## OBJECTIVE 1
List every person named in the article on Harvard's Russian bells.

Showing posts with label Bell Ringing. Show all posts
Showing posts with label Bell Ringing. Show all posts

Thursday, July 31, 2008

Harvard's Russian Bells Return Home

Detail of craftsmanship on the Lent bell






By Andrea Shea


Cambridge, Massachusetts


30 July 2008



Shea report - Download (MP3)


Shea report - Listen (MP3)





Antique bells that rang from a tower at Harvard University for the past 78 years are on their way home to a monastery in Russia. Andrea Shea has the story behind their long-awaited return.





The ornate bells in the belfry at Lowell House, a dorm at Harvard, chimed each Sunday afternoon for about 15 minutes. Graduate student Ben Rappaport is the Head Bell Ringer and says he and the other ringers often played contemporary tunes on the enormous bronze instruments. He reports that one of the most popular ones recently was the theme song to the Harry Potter movies.



But the bells themselves haven't always been popular. In fact, when they were installed at Harvard in the 1930's, students who lived in Lowell House couldn't stand the clanging and would protest the noise by flushing huge wads of paper down the toilets hoping to clog the system.






A crane slowly lowers each bell to the ground from the scaffold-rigged Lowell House tower








Professor Diana Eck, the current Master at Lowell House, says 80 years later, students still resent the bells. Part of the reason, she suggests, is that no one really knew how to ring them properly. "It's a little bit more like jazz, it requires a group of several people, it is improvisational," she explains, adding "when we began really hearing the Russians ring them, we knew that they were their bells."

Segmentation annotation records
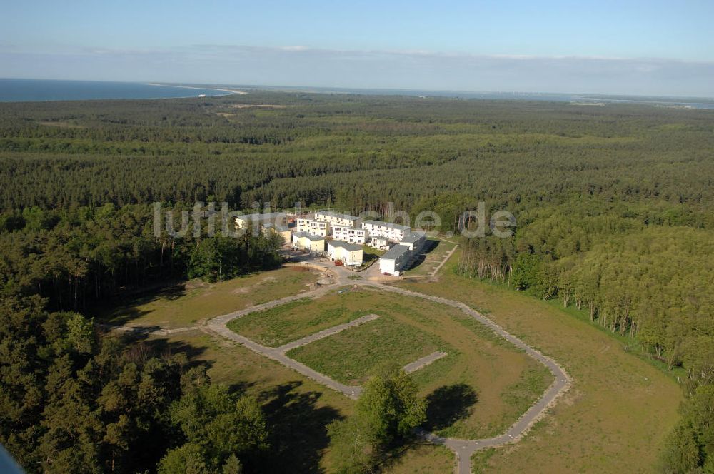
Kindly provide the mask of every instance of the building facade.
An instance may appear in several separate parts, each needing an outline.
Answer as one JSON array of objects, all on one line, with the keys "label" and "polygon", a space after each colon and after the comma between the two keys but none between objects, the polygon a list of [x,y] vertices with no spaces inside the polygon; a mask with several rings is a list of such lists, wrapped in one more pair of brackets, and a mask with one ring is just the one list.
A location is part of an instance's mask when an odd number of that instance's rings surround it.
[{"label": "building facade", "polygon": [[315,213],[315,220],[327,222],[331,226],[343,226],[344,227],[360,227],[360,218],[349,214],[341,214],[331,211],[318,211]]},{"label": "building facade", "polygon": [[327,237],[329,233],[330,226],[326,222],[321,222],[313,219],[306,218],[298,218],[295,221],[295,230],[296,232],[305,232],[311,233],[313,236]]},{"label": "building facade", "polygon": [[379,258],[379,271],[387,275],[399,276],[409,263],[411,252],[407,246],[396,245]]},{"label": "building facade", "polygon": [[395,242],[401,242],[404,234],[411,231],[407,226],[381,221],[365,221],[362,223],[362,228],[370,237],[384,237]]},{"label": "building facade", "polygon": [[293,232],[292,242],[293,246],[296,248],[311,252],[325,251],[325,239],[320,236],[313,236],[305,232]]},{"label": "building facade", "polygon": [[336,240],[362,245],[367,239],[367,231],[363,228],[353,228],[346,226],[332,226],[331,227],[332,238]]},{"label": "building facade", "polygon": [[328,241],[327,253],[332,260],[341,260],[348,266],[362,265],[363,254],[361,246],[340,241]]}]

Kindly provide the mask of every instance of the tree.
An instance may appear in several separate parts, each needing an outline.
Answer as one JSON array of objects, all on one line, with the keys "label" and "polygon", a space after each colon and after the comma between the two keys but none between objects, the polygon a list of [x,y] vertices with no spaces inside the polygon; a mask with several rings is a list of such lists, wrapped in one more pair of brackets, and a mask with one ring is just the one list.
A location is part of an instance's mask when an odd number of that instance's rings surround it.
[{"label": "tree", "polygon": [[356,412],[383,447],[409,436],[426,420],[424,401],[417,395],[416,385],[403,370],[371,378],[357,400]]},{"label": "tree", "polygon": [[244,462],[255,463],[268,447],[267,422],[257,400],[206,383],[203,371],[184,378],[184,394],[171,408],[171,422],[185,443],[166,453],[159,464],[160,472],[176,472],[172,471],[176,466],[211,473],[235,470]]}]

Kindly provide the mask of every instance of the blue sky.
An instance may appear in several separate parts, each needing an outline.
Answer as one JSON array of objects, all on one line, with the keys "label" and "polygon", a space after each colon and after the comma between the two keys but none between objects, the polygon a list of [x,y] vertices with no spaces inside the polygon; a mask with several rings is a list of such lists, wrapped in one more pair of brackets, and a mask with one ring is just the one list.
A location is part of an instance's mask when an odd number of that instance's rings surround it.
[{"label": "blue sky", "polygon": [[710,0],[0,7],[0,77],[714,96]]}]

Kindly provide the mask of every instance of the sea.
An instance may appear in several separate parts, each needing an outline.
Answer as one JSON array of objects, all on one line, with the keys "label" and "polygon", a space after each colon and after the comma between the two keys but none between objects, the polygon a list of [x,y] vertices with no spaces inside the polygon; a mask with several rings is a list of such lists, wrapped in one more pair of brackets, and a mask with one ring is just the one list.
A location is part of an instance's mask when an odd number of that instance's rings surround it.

## OBJECTIVE 2
In the records, begin at the line that contains "Kindly provide the mask of every instance of the blue" and continue through the end of the records. Rewrite those lines with "outline" changed to "contour" and everything else left as it is.

## COMPLETE ANSWER 1
Andrea Shea, Ben Rappaport, Diana Eck

## COMPLETE ANSWER 2
Kindly provide the mask of every instance of the blue sky.
An instance may appear in several separate parts, each needing an contour.
Answer as one JSON array of objects, all on one line, with the keys "label" and "polygon", a space after each colon and after the comma between the two keys but none between objects, the polygon a list of [x,y] vertices with no spaces inside the polygon; a mask with several rings is a list of such lists, wrapped in one more pair of brackets, and a mask with one ring is just the one list.
A location is part of an instance's mask when an odd number of that instance's rings surround it.
[{"label": "blue sky", "polygon": [[710,0],[0,7],[0,77],[714,96]]}]

Kindly provide the mask of every instance of the sea.
An instance may appear in several separate parts, each needing an contour.
Answer as one JSON array of objects, all on one line, with the keys "label" and "polygon", a space after each colon and after the comma between the two keys but none between objects, the polygon a list of [x,y] vertices with no spaces inside the polygon; a mask with several rings is a list of such lists, wrapped in one more pair of brackets, and a mask with one ring is just the one list.
A location is part of an instance's mask when an odd number of that instance's rings surround it.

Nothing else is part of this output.